(Entries from a dataset)

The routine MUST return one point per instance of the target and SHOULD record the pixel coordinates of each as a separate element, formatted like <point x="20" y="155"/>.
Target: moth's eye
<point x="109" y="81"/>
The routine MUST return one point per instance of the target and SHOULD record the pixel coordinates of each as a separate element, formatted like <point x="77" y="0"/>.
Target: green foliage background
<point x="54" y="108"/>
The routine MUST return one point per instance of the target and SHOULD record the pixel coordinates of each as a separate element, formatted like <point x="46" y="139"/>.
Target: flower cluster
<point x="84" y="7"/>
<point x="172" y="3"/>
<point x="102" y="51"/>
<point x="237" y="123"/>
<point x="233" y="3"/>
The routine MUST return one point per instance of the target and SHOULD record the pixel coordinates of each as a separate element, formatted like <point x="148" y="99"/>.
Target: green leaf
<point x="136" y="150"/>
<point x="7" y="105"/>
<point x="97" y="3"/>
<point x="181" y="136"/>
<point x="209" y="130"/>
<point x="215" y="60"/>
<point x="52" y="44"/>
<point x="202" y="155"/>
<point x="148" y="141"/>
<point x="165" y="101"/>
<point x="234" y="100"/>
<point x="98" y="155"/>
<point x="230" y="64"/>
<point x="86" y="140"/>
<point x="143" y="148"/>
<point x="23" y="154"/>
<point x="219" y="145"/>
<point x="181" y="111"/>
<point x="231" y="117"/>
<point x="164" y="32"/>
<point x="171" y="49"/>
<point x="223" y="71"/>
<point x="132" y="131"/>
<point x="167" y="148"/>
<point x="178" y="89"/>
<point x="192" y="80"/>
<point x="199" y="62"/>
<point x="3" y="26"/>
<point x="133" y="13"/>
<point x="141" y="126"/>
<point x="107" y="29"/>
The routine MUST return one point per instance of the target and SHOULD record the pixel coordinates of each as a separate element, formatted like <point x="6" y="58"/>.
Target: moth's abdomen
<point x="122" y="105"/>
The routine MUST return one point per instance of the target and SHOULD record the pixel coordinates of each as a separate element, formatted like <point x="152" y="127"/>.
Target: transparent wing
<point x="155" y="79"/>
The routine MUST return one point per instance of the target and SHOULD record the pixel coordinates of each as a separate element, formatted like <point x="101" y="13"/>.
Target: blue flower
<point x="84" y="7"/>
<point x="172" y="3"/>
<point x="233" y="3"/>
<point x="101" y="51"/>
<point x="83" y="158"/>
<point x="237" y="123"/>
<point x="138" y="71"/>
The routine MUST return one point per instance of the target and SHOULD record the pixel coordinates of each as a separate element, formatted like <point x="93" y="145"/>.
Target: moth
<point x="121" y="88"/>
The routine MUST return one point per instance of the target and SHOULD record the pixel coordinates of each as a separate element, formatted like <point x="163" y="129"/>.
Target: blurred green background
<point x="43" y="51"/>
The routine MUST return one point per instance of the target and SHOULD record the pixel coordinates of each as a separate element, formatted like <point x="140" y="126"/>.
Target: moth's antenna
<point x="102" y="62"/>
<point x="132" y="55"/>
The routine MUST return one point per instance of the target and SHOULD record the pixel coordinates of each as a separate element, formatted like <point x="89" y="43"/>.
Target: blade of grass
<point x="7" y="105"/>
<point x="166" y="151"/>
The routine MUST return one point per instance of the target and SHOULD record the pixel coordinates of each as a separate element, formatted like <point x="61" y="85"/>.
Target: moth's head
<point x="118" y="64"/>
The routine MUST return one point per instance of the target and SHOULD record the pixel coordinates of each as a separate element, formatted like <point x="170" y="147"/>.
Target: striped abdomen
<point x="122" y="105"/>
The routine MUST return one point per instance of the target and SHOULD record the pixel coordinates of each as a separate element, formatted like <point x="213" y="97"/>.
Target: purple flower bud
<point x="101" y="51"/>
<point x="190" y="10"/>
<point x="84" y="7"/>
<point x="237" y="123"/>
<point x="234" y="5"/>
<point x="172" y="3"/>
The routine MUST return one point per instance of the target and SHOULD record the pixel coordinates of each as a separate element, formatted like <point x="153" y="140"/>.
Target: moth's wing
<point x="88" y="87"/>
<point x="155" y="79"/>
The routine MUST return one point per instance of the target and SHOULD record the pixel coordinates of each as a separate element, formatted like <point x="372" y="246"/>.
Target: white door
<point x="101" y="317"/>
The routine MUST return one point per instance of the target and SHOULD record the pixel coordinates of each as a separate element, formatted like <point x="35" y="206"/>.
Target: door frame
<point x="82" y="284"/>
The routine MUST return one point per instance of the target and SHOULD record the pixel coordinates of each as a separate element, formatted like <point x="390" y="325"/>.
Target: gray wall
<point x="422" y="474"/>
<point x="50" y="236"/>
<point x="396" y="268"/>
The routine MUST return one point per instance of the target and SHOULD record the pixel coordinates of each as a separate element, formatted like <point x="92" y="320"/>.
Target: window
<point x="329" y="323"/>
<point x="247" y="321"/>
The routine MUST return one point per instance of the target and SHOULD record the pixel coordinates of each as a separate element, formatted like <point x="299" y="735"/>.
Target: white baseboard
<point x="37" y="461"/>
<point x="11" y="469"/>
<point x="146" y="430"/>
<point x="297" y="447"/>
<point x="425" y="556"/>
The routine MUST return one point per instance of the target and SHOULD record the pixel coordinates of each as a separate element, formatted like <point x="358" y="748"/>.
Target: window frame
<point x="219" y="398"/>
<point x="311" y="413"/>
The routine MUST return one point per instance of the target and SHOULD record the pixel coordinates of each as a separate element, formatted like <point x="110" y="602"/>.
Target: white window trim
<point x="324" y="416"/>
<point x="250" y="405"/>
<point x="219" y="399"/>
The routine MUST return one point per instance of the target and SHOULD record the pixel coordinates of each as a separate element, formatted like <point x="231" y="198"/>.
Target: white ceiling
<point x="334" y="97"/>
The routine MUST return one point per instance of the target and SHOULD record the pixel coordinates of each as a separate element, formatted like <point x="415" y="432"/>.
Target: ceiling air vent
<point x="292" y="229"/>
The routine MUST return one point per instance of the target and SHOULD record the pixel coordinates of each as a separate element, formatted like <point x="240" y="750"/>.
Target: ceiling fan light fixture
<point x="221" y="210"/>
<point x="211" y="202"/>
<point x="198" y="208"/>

OBJECTIVE –
Above are the records; retype every one exactly.

RESULT BELOW –
The routine MUST return one point per instance of the target and SHOULD record the pixel coordinates of each as a separate element, formatted like <point x="20" y="155"/>.
Target: moth's eye
<point x="109" y="81"/>
The routine MUST return one point per instance of the target and SHOULD record the pixel coordinates of each as a separate element, formatted like <point x="77" y="0"/>.
Target: green foliage background
<point x="54" y="108"/>
The routine MUST return one point per instance of the target and SHOULD record the pixel coordinates of each as a separate element, formatted like <point x="46" y="139"/>.
Target: flower cluster
<point x="84" y="7"/>
<point x="172" y="3"/>
<point x="102" y="51"/>
<point x="237" y="123"/>
<point x="233" y="3"/>
The routine MUST return one point per instance of the target and SHOULD record the pixel coordinates of each as a separate element, formatted like <point x="148" y="99"/>.
Target: green leaf
<point x="136" y="150"/>
<point x="7" y="105"/>
<point x="97" y="3"/>
<point x="181" y="136"/>
<point x="209" y="130"/>
<point x="215" y="60"/>
<point x="52" y="44"/>
<point x="202" y="155"/>
<point x="148" y="141"/>
<point x="165" y="101"/>
<point x="234" y="100"/>
<point x="98" y="155"/>
<point x="230" y="64"/>
<point x="86" y="140"/>
<point x="143" y="148"/>
<point x="23" y="154"/>
<point x="219" y="145"/>
<point x="181" y="111"/>
<point x="231" y="117"/>
<point x="164" y="32"/>
<point x="171" y="49"/>
<point x="223" y="71"/>
<point x="132" y="131"/>
<point x="167" y="148"/>
<point x="178" y="89"/>
<point x="192" y="80"/>
<point x="199" y="62"/>
<point x="3" y="26"/>
<point x="133" y="13"/>
<point x="141" y="126"/>
<point x="107" y="29"/>
The routine MUST return one point per instance of the target and SHOULD record the pixel coordinates of each as a separate element, formatted like <point x="6" y="58"/>.
Target: moth's abdomen
<point x="122" y="105"/>
The routine MUST return one point per instance of the target and SHOULD record the pixel coordinates of each as a separate element, formatted like <point x="152" y="127"/>.
Target: transparent wing
<point x="155" y="79"/>
The routine MUST return one point per instance of the target and SHOULD record the pixel coordinates of each as a separate element, formatted like <point x="101" y="13"/>.
Target: blue flower
<point x="84" y="7"/>
<point x="172" y="3"/>
<point x="233" y="3"/>
<point x="101" y="51"/>
<point x="83" y="158"/>
<point x="237" y="123"/>
<point x="138" y="71"/>
The routine MUST return one point per instance of the target and SHOULD record the pixel coordinates of each as a separate element, formatted like <point x="93" y="145"/>.
Target: moth
<point x="121" y="88"/>
The routine MUST return one point per instance of the target and SHOULD record the pixel coordinates of each as a separate element, formatted like <point x="163" y="129"/>.
Target: blurred green background
<point x="43" y="51"/>
The routine MUST return one point per instance of the target and SHOULD record the pixel coordinates of each as a separate element, formatted like <point x="140" y="126"/>.
Target: moth's antenna
<point x="102" y="62"/>
<point x="132" y="55"/>
The routine MUST return one point per instance of the target and SHOULD record the pixel coordinates of each as a separate element, formatted like <point x="89" y="43"/>.
Target: blade of grass
<point x="7" y="105"/>
<point x="166" y="151"/>
The routine MUST return one point per instance of the target and SHOULD record the pixel coordinates of each as a separate element, formatted like <point x="61" y="85"/>.
Target: moth's head
<point x="118" y="64"/>
The routine MUST return one point per instance of the target and SHOULD record the pixel coordinates of each as a separate element, formatted like <point x="170" y="147"/>.
Target: striped abdomen
<point x="122" y="105"/>
The routine MUST return one point per instance of the target and SHOULD record the pixel coordinates of each as a separate element, formatted like <point x="213" y="97"/>.
Target: purple flower bud
<point x="101" y="51"/>
<point x="190" y="10"/>
<point x="84" y="7"/>
<point x="237" y="123"/>
<point x="234" y="5"/>
<point x="172" y="3"/>
The routine MUST return one point per instance of the target and SHOULD record the pixel coordinates of each as a separate element, formatted like <point x="153" y="140"/>.
Target: moth's wing
<point x="88" y="87"/>
<point x="155" y="79"/>
The routine MUST return one point per instance of the target and SHOULD record the pixel coordinates of each as a separate element, formatted like <point x="372" y="246"/>.
Target: white door
<point x="101" y="317"/>
The routine MUST return one point per instance of the target and SHOULD record the pixel coordinates of each as a separate element, formatted like <point x="35" y="206"/>.
Target: door frame
<point x="82" y="284"/>
The routine MUST return one point per instance of the target and SHOULD record the pixel coordinates of each as a separate element, formatted like <point x="390" y="325"/>.
Target: gray wall
<point x="422" y="474"/>
<point x="50" y="236"/>
<point x="396" y="268"/>
The routine MUST return one point per instance of the target and SHOULD record the pixel coordinates of each as a separate element, formatted like <point x="92" y="320"/>.
Target: window
<point x="329" y="323"/>
<point x="247" y="321"/>
The routine MUST return one point per instance of the target and SHOULD record the pixel coordinates of each as a separate element, formatted like <point x="299" y="735"/>.
Target: white baseboard
<point x="37" y="461"/>
<point x="11" y="469"/>
<point x="146" y="430"/>
<point x="297" y="447"/>
<point x="425" y="556"/>
The routine MUST return one point per instance of the target and SHOULD record the pixel coordinates of each as a separate element, formatted like <point x="358" y="748"/>.
Target: window frame
<point x="219" y="398"/>
<point x="311" y="413"/>
The routine MUST return one point per instance of the target and SHOULD record the pixel coordinates of each as a separate element, formatted like <point x="110" y="602"/>.
Target: white window trim
<point x="324" y="416"/>
<point x="250" y="405"/>
<point x="219" y="399"/>
The routine MUST return one point per instance of the target and SHOULD record the pixel coordinates of each as a separate element, formatted like <point x="231" y="198"/>.
Target: white ceiling
<point x="334" y="97"/>
The routine MUST return one point per instance of the target and SHOULD record the pixel coordinates of each as a separate element, formatted like <point x="415" y="432"/>.
Target: ceiling air vent
<point x="292" y="229"/>
The routine MUST return one point per instance of the target and SHOULD record the pixel coordinates of each as a separate element, formatted like <point x="240" y="750"/>.
Target: ceiling fan light fixture
<point x="221" y="210"/>
<point x="211" y="202"/>
<point x="198" y="208"/>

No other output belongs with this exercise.